Repeat every line of the listing below exactly, minus the pictures.

▶ **Given entries**:
>>>
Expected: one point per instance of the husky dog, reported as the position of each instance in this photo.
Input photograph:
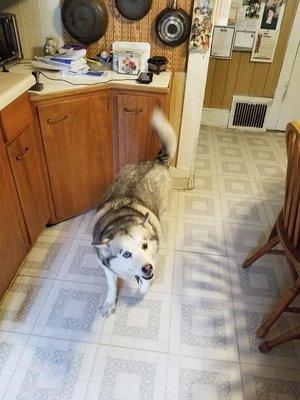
(127, 229)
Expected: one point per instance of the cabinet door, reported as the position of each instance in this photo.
(27, 171)
(12, 246)
(136, 139)
(78, 148)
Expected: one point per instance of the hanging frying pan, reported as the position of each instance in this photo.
(133, 9)
(172, 25)
(85, 20)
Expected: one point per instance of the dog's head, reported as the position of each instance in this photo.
(130, 254)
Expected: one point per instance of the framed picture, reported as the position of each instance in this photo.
(243, 41)
(222, 41)
(129, 62)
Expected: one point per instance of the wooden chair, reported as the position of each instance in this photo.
(286, 231)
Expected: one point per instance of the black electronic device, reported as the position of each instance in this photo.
(145, 77)
(37, 87)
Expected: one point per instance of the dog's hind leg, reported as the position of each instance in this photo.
(109, 304)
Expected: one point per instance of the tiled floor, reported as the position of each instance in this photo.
(193, 335)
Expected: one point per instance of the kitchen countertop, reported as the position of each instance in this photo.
(13, 84)
(20, 79)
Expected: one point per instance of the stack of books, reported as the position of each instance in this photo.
(68, 60)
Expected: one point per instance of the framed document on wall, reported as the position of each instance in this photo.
(222, 41)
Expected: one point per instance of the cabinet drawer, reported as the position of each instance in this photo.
(25, 163)
(78, 148)
(16, 117)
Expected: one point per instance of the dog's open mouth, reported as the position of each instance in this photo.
(147, 278)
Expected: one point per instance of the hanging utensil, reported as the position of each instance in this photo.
(85, 20)
(133, 9)
(173, 25)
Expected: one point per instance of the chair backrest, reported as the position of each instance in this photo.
(291, 208)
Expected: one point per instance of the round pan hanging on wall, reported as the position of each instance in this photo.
(133, 9)
(173, 25)
(85, 20)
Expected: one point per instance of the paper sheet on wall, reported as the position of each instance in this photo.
(201, 26)
(243, 41)
(273, 14)
(234, 6)
(222, 12)
(264, 46)
(222, 41)
(267, 36)
(249, 15)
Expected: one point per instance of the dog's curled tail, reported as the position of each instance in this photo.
(166, 135)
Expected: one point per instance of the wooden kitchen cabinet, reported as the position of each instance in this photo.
(136, 138)
(13, 245)
(78, 147)
(25, 163)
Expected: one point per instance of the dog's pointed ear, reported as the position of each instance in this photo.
(103, 242)
(145, 219)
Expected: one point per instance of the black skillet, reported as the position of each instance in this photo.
(172, 25)
(133, 9)
(85, 20)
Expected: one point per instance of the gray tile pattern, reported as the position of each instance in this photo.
(114, 367)
(150, 331)
(189, 378)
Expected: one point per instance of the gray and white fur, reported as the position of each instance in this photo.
(127, 230)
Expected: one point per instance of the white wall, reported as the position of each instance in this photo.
(37, 19)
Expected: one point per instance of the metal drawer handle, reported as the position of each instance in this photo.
(54, 121)
(137, 110)
(26, 151)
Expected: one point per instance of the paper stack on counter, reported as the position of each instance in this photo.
(70, 61)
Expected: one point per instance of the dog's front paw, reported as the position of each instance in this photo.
(107, 309)
(144, 287)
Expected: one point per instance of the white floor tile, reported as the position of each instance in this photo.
(139, 323)
(262, 283)
(248, 318)
(71, 311)
(203, 328)
(46, 257)
(202, 275)
(128, 374)
(22, 304)
(52, 369)
(81, 264)
(261, 382)
(200, 236)
(195, 379)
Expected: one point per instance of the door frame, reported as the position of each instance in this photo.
(286, 70)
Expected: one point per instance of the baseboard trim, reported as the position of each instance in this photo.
(215, 117)
(182, 178)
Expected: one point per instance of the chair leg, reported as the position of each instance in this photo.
(286, 337)
(260, 252)
(281, 306)
(273, 232)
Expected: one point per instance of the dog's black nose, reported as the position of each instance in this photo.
(147, 269)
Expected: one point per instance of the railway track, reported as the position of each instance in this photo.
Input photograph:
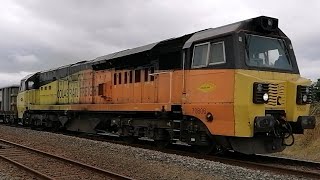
(279, 165)
(299, 168)
(48, 166)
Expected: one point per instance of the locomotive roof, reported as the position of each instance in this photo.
(196, 36)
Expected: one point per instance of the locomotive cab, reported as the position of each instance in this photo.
(269, 101)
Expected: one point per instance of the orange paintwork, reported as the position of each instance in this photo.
(210, 90)
(197, 91)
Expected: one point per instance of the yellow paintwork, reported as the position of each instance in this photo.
(245, 110)
(21, 103)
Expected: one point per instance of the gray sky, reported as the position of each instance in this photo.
(38, 35)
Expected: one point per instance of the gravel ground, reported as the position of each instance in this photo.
(130, 161)
(9, 172)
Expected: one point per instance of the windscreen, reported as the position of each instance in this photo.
(267, 52)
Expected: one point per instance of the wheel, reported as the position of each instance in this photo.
(130, 139)
(210, 147)
(162, 144)
(204, 150)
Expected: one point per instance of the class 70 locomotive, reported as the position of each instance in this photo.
(235, 87)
<<<
▶ **Written reply**:
Expected: one point per instance of the husky dog, reported as the position of each instance in this photo.
Input photograph:
(127, 229)
Expected: one point per instance of the cabinet door, reported as the position of each instance in this photo.
(27, 171)
(12, 246)
(136, 139)
(78, 148)
Expected: one point per instance of the hanging frying pan, reported as the position of each instance in this photo.
(133, 9)
(172, 25)
(85, 20)
Expected: one point per instance of the dog's head, reported as the position of each instance in this photo.
(130, 254)
Expected: one point per instance of the framed picture, reported as the position of each instance in this photo.
(243, 41)
(222, 41)
(129, 62)
Expected: one point per instance of the wooden chair, reported as the position of each instance in this photo.
(286, 231)
Expected: one point per instance of the black electronic device, reported as the position of each instance in this photo.
(145, 77)
(37, 87)
Expected: one point per instance of the dog's hind leg, reported as the position of each instance in this photo.
(109, 304)
Expected: one point per instance of the tiled floor, reported as the position of each instance in this photo.
(193, 335)
Expected: one point per instance of the kitchen countertop, reported as the position of each instance in this photo.
(13, 84)
(20, 79)
Expected: one point per instance of the stack of books, reported as the position of each instance in this photo.
(68, 60)
Expected: one point per instance of the framed document on wall, reported as the position of each instance in this photo.
(222, 41)
Expected: one point per instance of the cabinet drawer, reported as the position of each instance in this photo.
(25, 163)
(78, 148)
(16, 117)
Expected: one point per instance of the dog's open mouth, reported as the position of each instance in this photo.
(147, 278)
Expected: one point per instance of the hanging utensil, reported as the position of each instance in this photo.
(85, 20)
(133, 9)
(173, 25)
Expected: one point per instance of the chair backrest, reported as the position of each instance in this photo.
(291, 208)
Expected: one point per instance of the round pan hanging on wall, reported as the position of each instance in this photo.
(133, 9)
(173, 25)
(85, 20)
Expected: one point per instance of the paper sheet on wall, reported as the position of each instance in this photo.
(201, 26)
(243, 41)
(273, 14)
(234, 6)
(222, 12)
(264, 46)
(222, 41)
(267, 36)
(249, 15)
Expected: one point per instance of the dog's curled tail, reported as the position of each instance in this photo.
(166, 135)
Expected: one point per instance of the wooden kitchen cabinet, reported as the position of each instance in this photo.
(136, 138)
(13, 245)
(78, 147)
(25, 163)
Expected: one point per instance of the dog's pointed ear, reported as the position of each instance in this photo.
(103, 242)
(145, 219)
Expected: one point per instance of the black skillet, reported as the position of each instance in this photo.
(172, 25)
(133, 9)
(85, 20)
Expected: one point per instance of the gray tile pattern, reported as the position of each instance in this photo.
(114, 367)
(150, 331)
(189, 378)
Expected: one point per instance of the gray and white fur, reported as the position of each instance in this photo.
(127, 230)
Expected: one point per instance of the white wall, reported as the position of each instance in this photo.
(37, 19)
Expected: one point per instance of the metal drawer handle, reported as the position of each instance in this photo.
(54, 121)
(137, 110)
(26, 151)
Expected: one point per instance of the paper stack on counter, reported as the position of each instance in this photo.
(70, 61)
Expected: one point per instance of the dog's front paw, reported as the position of each instance in this photo.
(107, 309)
(144, 287)
Expected: one point per instance of the white floor tile, reported as the position of each instance in this photo.
(139, 323)
(262, 283)
(248, 318)
(71, 311)
(203, 328)
(46, 257)
(202, 275)
(128, 374)
(22, 304)
(52, 369)
(81, 264)
(261, 382)
(200, 236)
(195, 379)
Expected: one point per instance of the door frame, reported as the position of each instance in this photo.
(286, 70)
Expected: one point per instance of the baseboard trim, reported as the position of each instance in this photo.
(215, 117)
(182, 178)
Expected: one point per instance of the chair leg, reported as the position of each instance in this photo.
(286, 337)
(260, 252)
(281, 306)
(273, 232)
Expected: one point per instance of the dog's black nose, reported as the position of each instance in this photo.
(147, 269)
Expected: one point per instance of the railway track, reported as the position of each instance in this photo.
Input photograph:
(279, 165)
(299, 168)
(48, 166)
Expected: one point per instance of the locomotive roof, reported as the position of each instance in this photo.
(196, 36)
Expected: one point per instance of the locomotive cab, reported as the position of each instance in this photo.
(269, 101)
Expected: one point per instance of the orange paintwork, reported as the position of each instance in this photo.
(210, 90)
(197, 91)
Expected: one point per instance of the yellow paintwork, reported as the position of each instance in this photo.
(245, 110)
(21, 103)
Expected: one point per instance of the gray sky, reported as the position of each instance in this photo.
(38, 35)
Expected: one point per instance of the gravel ground, reported as the position of each instance in this photo.
(130, 161)
(9, 172)
Expected: one point per instance of the windscreen, reported as the position of each instance in this photo.
(267, 52)
Expected: one point per instance of the wheel, reported as the position of each instance in this photo.
(130, 139)
(210, 147)
(162, 144)
(204, 150)
Expected: one point per instance of the class 70 locomotive, reported as the position of each instance in this photo.
(235, 87)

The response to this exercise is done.